Aim of the exercise:
How many lines in the records below contain the string "roof" with matching case? Give only the number.

____

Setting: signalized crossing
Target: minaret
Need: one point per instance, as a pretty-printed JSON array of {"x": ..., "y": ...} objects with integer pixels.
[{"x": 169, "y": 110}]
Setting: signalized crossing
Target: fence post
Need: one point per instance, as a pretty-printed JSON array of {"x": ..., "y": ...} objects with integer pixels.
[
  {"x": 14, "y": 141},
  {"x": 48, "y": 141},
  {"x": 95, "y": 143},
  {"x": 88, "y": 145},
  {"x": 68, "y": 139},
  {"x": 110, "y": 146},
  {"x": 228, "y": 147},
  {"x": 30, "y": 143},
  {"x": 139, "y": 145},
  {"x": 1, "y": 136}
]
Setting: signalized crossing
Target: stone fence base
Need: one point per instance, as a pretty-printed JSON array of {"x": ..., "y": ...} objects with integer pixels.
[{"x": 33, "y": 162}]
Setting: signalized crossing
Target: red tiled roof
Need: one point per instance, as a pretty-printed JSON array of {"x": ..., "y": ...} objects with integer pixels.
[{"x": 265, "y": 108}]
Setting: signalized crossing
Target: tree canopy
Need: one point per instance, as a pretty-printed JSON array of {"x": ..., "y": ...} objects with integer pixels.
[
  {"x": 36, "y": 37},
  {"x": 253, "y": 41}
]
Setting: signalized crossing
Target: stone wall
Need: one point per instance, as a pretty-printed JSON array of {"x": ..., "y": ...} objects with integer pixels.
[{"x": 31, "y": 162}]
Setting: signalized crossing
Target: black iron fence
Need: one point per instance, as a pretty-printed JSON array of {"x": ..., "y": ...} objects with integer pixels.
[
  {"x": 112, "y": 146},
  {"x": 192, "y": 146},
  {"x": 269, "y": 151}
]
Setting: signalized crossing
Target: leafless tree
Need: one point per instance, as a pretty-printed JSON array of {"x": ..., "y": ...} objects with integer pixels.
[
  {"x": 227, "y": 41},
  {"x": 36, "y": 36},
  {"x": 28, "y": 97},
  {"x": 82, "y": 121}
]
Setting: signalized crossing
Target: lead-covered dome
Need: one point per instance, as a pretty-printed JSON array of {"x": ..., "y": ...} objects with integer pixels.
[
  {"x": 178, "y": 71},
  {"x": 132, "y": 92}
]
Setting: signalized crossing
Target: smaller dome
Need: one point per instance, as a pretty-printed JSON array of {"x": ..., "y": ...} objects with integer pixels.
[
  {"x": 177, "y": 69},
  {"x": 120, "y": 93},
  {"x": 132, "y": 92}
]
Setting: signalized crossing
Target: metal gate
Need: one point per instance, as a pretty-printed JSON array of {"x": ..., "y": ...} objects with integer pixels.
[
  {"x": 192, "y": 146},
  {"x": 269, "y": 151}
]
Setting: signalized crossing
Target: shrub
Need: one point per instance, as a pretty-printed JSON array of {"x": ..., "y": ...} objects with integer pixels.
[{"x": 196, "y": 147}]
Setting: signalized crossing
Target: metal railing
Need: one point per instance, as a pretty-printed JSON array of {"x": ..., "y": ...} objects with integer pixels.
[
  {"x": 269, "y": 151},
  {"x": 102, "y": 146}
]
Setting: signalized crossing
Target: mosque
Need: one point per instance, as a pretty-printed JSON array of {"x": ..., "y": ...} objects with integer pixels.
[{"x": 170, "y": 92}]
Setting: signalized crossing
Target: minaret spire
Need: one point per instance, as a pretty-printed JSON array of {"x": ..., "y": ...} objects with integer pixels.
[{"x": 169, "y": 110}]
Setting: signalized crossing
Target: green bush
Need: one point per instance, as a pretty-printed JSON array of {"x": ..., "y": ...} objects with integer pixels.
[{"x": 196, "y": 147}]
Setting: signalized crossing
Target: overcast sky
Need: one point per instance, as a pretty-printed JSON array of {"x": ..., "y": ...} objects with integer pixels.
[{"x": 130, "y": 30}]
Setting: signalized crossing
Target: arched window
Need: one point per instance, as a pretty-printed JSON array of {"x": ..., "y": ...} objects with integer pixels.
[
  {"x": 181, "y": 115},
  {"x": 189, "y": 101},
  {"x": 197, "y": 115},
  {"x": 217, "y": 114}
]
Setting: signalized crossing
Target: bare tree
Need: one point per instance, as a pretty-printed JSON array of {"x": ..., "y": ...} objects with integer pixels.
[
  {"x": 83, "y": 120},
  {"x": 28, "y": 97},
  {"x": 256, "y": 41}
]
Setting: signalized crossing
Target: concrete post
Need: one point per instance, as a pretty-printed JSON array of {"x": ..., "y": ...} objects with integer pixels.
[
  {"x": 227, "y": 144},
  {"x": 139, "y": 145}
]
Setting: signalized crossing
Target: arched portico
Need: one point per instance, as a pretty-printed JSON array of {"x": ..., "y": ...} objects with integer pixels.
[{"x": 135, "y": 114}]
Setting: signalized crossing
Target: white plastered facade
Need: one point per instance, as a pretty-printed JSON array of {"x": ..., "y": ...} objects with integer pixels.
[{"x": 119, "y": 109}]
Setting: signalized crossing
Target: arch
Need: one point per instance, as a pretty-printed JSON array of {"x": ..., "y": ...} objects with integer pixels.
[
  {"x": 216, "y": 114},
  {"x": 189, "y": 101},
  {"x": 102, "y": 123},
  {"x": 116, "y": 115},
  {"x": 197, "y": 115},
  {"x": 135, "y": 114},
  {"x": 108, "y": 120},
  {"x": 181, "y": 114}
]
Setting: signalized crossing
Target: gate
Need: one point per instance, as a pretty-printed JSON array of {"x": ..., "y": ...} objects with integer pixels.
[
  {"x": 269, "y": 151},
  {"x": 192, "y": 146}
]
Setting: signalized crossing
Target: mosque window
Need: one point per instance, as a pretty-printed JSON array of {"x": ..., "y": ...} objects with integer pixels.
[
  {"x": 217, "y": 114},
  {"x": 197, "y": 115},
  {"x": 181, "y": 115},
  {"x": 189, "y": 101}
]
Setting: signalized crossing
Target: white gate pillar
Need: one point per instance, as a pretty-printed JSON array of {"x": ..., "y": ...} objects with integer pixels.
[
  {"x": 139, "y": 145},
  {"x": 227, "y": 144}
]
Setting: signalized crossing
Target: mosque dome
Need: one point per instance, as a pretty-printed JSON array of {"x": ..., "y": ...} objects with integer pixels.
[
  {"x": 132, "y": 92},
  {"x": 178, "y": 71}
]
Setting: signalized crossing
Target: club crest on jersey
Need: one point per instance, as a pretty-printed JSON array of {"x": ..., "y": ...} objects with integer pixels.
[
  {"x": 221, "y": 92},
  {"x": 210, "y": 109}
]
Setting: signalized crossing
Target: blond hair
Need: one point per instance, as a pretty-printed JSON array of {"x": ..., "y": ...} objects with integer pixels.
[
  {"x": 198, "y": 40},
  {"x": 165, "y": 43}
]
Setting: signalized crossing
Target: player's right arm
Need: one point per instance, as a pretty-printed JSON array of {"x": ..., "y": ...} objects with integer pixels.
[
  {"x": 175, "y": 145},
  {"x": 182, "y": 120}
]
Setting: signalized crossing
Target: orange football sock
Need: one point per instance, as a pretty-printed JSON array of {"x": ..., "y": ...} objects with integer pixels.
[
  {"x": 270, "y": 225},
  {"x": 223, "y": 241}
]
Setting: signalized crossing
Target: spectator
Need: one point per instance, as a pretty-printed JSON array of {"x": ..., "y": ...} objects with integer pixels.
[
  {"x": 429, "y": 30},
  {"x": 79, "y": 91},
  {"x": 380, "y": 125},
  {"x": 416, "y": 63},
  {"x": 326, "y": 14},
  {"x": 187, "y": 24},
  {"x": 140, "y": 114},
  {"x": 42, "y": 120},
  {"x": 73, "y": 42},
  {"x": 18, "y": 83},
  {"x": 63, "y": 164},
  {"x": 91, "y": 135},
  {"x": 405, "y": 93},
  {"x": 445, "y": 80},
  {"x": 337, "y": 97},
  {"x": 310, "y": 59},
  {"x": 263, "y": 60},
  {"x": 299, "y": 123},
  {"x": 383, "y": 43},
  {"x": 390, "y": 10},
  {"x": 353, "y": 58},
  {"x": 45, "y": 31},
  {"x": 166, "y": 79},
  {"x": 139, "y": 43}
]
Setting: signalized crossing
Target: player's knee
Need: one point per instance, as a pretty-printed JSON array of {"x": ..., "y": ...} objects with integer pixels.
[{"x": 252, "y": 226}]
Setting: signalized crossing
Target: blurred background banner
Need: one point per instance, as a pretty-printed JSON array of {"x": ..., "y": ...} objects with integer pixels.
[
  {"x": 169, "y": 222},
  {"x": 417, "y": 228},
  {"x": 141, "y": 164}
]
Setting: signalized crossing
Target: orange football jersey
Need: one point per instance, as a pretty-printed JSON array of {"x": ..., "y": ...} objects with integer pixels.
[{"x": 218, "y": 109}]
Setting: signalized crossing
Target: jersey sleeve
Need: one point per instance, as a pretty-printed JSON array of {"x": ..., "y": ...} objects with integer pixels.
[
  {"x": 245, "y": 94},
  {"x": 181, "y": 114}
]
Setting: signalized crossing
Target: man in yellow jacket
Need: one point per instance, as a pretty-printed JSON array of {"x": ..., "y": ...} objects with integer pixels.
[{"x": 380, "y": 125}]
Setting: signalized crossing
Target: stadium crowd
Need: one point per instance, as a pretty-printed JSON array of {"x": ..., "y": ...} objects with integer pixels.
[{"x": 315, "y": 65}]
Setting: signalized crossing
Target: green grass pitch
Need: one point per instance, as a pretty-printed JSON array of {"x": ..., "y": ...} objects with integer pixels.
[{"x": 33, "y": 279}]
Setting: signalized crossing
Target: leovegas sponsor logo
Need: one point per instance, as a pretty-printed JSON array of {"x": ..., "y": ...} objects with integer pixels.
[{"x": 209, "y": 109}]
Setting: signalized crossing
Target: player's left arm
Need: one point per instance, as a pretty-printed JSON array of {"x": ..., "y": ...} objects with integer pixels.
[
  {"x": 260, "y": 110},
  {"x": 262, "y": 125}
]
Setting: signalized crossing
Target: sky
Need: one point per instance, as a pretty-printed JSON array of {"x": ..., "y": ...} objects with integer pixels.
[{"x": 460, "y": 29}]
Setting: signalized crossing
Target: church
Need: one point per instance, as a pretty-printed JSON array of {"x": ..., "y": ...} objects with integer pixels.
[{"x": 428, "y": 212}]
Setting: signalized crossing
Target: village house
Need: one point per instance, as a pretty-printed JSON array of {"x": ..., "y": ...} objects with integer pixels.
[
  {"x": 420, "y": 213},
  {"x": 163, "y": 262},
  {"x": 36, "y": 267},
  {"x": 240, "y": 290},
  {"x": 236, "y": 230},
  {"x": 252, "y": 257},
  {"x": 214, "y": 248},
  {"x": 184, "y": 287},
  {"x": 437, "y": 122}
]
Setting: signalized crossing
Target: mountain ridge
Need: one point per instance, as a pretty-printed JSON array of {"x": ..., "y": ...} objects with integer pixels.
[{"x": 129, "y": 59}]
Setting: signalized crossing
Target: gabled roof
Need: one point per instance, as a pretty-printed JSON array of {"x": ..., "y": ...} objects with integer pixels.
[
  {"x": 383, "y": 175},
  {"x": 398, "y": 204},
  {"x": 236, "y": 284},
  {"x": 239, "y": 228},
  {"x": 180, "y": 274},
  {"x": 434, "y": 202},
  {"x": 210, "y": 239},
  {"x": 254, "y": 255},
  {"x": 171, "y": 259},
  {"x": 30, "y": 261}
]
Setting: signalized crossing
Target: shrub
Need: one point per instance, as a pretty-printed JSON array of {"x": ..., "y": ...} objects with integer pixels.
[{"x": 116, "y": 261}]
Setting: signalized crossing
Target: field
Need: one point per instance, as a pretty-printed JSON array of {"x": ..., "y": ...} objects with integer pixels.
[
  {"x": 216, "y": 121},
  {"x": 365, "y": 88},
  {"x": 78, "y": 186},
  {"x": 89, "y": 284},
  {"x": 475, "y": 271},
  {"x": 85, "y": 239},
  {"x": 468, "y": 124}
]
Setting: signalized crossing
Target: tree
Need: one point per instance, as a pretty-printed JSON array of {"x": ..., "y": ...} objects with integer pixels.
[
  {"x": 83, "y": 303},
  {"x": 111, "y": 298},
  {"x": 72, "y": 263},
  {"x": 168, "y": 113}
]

____

Full solution:
2